<<<<

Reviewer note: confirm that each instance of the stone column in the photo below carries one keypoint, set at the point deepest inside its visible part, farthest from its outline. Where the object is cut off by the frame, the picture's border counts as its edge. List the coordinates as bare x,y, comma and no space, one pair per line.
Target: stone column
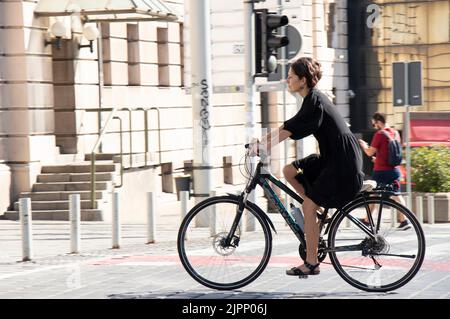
26,97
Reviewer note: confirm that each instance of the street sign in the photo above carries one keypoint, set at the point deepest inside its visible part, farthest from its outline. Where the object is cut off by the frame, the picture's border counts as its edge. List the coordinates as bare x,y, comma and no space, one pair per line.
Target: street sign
407,83
415,83
407,91
292,49
399,83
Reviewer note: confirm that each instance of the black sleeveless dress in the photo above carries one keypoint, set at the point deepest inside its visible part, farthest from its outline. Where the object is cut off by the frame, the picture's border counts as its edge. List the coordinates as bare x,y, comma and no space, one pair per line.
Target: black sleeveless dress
334,177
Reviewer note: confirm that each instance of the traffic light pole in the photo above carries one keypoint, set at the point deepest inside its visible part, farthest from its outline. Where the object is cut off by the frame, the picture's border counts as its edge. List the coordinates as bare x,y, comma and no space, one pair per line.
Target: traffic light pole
283,78
250,107
408,145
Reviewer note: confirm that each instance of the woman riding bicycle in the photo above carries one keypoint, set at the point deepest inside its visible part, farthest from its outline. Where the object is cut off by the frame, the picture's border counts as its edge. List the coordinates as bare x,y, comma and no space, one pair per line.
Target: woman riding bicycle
330,179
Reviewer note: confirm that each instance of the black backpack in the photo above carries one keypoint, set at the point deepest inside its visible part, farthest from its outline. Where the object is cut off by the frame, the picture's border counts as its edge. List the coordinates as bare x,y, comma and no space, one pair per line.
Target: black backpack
394,149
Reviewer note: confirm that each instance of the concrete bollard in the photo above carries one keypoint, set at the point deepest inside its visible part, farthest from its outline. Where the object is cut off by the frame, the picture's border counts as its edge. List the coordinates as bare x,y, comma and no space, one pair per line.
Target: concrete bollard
419,209
25,223
212,217
74,201
348,222
430,206
116,229
151,218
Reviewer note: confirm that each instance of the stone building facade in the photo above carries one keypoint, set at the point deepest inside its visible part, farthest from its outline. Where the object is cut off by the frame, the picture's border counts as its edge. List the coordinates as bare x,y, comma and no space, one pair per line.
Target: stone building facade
49,96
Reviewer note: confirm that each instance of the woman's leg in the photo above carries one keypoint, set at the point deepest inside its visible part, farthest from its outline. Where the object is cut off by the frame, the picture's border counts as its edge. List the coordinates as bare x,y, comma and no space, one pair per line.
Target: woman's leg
311,232
289,172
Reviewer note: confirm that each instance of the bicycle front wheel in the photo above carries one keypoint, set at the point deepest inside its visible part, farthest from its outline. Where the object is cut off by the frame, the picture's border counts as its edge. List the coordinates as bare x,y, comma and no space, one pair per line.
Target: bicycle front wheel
205,254
385,261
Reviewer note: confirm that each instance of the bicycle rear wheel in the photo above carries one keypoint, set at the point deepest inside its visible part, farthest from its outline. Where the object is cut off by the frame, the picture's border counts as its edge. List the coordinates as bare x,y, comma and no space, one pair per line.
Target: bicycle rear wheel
202,248
380,264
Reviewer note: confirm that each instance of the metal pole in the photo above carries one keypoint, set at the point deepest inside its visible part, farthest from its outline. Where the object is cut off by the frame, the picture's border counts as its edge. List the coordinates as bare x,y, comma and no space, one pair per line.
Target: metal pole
430,210
283,77
151,220
74,201
25,223
212,218
250,106
419,209
116,221
408,145
201,90
184,198
100,79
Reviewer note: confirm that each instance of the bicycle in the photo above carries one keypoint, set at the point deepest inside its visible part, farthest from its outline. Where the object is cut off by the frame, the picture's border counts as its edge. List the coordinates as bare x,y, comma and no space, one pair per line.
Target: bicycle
218,252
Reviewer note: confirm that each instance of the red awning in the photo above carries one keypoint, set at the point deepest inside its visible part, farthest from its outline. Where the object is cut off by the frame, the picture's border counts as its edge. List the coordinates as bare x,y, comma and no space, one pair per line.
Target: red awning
427,132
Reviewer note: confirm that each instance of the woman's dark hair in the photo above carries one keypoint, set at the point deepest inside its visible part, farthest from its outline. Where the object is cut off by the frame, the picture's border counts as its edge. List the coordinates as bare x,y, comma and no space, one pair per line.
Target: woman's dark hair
308,68
380,117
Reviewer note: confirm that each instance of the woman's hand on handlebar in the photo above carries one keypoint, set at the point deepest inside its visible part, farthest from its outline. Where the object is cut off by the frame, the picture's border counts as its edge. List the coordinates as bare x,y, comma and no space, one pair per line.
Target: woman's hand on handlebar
253,147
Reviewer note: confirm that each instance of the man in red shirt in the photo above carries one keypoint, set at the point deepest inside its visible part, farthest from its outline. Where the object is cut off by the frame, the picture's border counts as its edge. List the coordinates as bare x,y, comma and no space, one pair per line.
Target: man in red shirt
383,172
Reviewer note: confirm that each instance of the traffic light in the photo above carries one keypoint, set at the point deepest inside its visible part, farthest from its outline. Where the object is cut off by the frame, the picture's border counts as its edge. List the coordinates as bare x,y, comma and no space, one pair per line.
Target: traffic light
268,40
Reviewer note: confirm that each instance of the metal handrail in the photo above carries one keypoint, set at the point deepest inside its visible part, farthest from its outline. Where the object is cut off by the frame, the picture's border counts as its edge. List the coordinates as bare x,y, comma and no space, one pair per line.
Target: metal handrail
103,131
97,143
121,151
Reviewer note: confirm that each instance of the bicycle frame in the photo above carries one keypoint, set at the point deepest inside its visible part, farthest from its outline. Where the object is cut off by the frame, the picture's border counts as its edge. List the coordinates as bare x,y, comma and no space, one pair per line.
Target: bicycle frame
263,179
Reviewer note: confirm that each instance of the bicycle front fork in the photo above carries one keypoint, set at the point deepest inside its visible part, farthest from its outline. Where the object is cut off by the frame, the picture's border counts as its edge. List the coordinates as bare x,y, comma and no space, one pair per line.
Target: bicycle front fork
242,200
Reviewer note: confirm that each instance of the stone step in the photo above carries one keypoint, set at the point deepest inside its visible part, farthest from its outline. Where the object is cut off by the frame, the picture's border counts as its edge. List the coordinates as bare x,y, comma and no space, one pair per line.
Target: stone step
79,168
64,195
68,186
55,205
73,177
86,215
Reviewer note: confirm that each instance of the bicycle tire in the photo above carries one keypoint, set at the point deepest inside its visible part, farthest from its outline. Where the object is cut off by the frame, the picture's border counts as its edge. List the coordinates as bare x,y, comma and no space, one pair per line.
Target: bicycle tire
259,216
392,286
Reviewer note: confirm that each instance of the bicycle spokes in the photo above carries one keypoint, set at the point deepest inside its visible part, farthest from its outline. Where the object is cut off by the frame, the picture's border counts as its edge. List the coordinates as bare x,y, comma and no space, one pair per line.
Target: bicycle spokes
228,252
380,261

>>>>

- _TASK INSTRUCTIONS_:
A word-for-word transcription of the listing is needed, minus its images.

- _RESPONSE TO THIS EXERCISE_:
Reviewer note: confirm that each instance of the stone column in the photo below carries one keypoint, set at the point deepest inside its visible part, farthest from its outline. Where the object is cut off by the frame, the picture's border counts as its edge. List the coordinates as bare x,y, comma and no space, one pair per line.
Target: stone column
26,97
Reviewer note: confirm that each instance of the street sign in the photo above carries one keypoint, set at the point deepest inside its visible part, farthest from its outline. Where the object is cut off by the frame, the picture's border counts as its edge. List the coordinates as bare x,y, comma and no space, one pair per line.
Target: street sign
407,83
415,83
407,91
292,49
399,83
Reviewer note: confirm that each instance of the black sleeveless dress in the photo above carries one keypoint, set at the point deepest inside its visible part, farthest from its outline. Where the object is cut off by the frame, the picture's border counts as its edge. List the coordinates as bare x,y, comma and no space, one pair per line.
Target: black sleeveless dress
334,177
Reviewer note: confirm that each instance of the traffic light pole in the photo above carries one keypoint, set at the point deepest inside its visible part, farthest from its outline. Where the object is cut off by the frame, the picture's border counts as its edge. List the coordinates as bare x,y, comma and no space, one pair per line.
Target: traffic light pole
283,78
250,107
408,145
Reviewer note: confirm that each instance of the woman riding bicycle in the photo above carries one keypoint, set at the point deepest inside its visible part, farthest from its outline. Where the object is cut off by the frame, the picture's border counts as its edge. List the coordinates as bare x,y, comma and no space, one pair per line.
Target: woman riding bicycle
330,179
Reviewer note: confirm that each instance of the black backpack in the photo above carries one keypoint, set at the point deepest inside its visible part, farthest from its outline. Where the object is cut off by the frame, the picture's border counts as its edge. List the coordinates as bare x,y, comma and no space, one pair per line.
Target: black backpack
394,149
Reviewer note: confirm that each instance of the concrete bollard in the photo above carries one keypoint, set at the point deepest inside its visible part, farthest from its outline. Where the object is cut off by the frame, the picture's border counts as its edge. List the coordinates as bare x,y, comma and no space, one pair per line.
Target: concrete bollard
419,209
25,223
212,217
74,201
348,222
430,206
116,229
151,218
Reviewer note: confirm that each instance of the stone building facade in the photo above carries one keypoint, set at the point deepest inside its visible part, farthest from its outline. Where the object is cut off by the frame, the picture's border counts as its edge. List the coordinates as bare x,y, comma and no space, one pair per line.
Target: stone building facade
49,96
Reviewer note: confirm that each instance of the woman's leg in the photo above carries one keypoint, set at the point deepest inside its visible part, farthest from its outline. Where the object is cut off by the frame, the picture's border counts as its edge. List the coordinates as bare x,y, comma and no space, one pair per line.
Target: woman's leg
311,232
289,172
Reviewer note: confirm that each instance of the bicycle front wheel in the photo above carries one keypoint, set at the point deepest inside its visible part, farthest from its outline. Where the object is cut off by the frame, the picture's border counts as its edge. List the coordinates as bare x,y, comma and no space, one pair per line.
Target: bicycle front wheel
205,254
385,261
Reviewer note: confirm that each instance of the bicycle rear wheel in the photo above carries one keypoint, set at the point deepest inside its visible part, farthest from its outline. Where the object is cut off by the frame, the picture's border counts as its edge. List the coordinates as bare x,y, comma and no space, one pair per line.
Target: bicycle rear wheel
202,248
380,264
Reviewer note: confirm that each instance of the metal pole in the photo above carries one keypoint, set at the point deepest inside its visible part, farthest from its outline. Where the object is cut off by the frame, the picture's border counts as its edge. List the coordinates as bare x,y, comma and no space, one pair per line.
Target: metal pole
430,210
283,77
151,220
74,201
25,223
212,218
250,106
419,209
116,221
408,145
201,90
184,198
100,79
Reviewer note: confirm that each instance of the bicycle in the photo above carries one keypoint, set at the point deepest inside its visible part, farthest from its outline. Where the object is cut off by the frame, the picture's border counts as its edge. List the coordinates as bare x,y, comma and no space, one pair per line.
Target: bicycle
218,252
Reviewer note: confirm that each instance of the red awning in the photo above carries one keypoint, set at the point deepest inside its visible part, farthest from its outline. Where the object is cut off by the frame, the picture's border counts as its edge. List the coordinates as bare x,y, comma and no space, one pair per line.
Target: red awning
427,132
Reviewer note: confirm that each instance of the woman's dark hair in the photo above carries one keypoint, set at the point deepest inside its visible part, farthest from its outline. Where the object is cut off by the frame, the picture's border counts as its edge. List the coordinates as bare x,y, comma and no space, one pair per line.
Target: woman's dark hair
308,68
380,117
Reviewer note: confirm that each instance of the woman's hand on handlebar in the photo above carries one keypoint, set at the point deepest inside its visible part, farthest from its outline. Where the object is cut off by the frame, the picture's border counts as its edge. List the coordinates as bare x,y, comma and no space, one pair per line.
Target: woman's hand on handlebar
253,147
Reviewer note: confirm that each instance of the man in red shirt in the photo above carries one keypoint, set at the point deepest inside its visible part, farthest from its outline. Where the object is cut off by the frame, the picture's border counts as its edge. List the coordinates as bare x,y, comma and no space, one pair per line.
Target: man in red shirt
383,172
Reviewer note: confirm that each instance of the traffic light in the photo above carries one keypoint, set at the point deepest inside its visible part, farthest from its outline. Where the object is cut off by the frame, the picture's border counts as its edge. List the coordinates as bare x,y, comma and no space, one pair per line.
Target: traffic light
268,40
Reviewer note: confirm that each instance of the metal handrail in the photo above carries one keypoint, set at the point deepest inside its visible part, farthest from its outline. Where the object is cut off by the frame, the picture's border counts as its edge. List the coordinates as bare x,y, comma and no space, one pair per line.
Target: metal handrail
103,131
97,143
121,151
Reviewer note: confirm that each instance of the bicycle frame in the photo above carries one keypoint, set at the point deepest inside its visible part, farthest from its outline. Where the object is cut off by the frame, the picture's border counts as its edge. List the coordinates as bare x,y, comma and no space, one pair per line.
Target: bicycle frame
263,179
Reviewer note: confirm that each instance of the bicycle front fork in the photo above carries one keypoint, set at the point deepest inside its visible part, farthest from its outline. Where the object is cut off by the frame, the picture's border counts as its edge. List the coordinates as bare x,y, comma and no space, one pair per line.
Target: bicycle front fork
242,200
Reviewer note: confirm that each instance of the stone step in the photo above carries one keypoint, set at the point deepest inside its visible part, farthest from its outline. Where the object is cut off by the frame, the picture's border counts as its edge. List the coordinates as bare x,y, comma and no space, one pair per line.
Target: stone step
79,168
64,195
68,186
55,205
73,177
86,215
Reviewer note: confirm that each instance of the bicycle tire in the photo above carries one keypoint, set at the point deepest inside its visible part, farthest from its outline. Where the object is cut off by the frame, the picture's border counts as its edge. List the coordinates as bare x,y, comma and no space, one pair per line.
Target: bicycle tire
259,216
392,286
Reviewer note: confirm that each instance of the bicycle spokes in the photo above carries one keypoint, set at the point deepest inside its visible part, farthest from its outline. Where the object is cut off by the frame, the picture's border counts as its edge. List the coordinates as bare x,y, comma and no space, one pair per line.
Target: bicycle spokes
228,252
380,261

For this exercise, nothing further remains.